What is being asked: Can you write out every line of the listing below word for word, changing nothing?

Data for this task:

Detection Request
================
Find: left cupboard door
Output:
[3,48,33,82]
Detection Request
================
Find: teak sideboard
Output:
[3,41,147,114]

Task result:
Detection Request
================
Find: left cupboard door
Output:
[3,48,33,82]
Detection Request
================
Find: teak sideboard
Output:
[3,41,147,114]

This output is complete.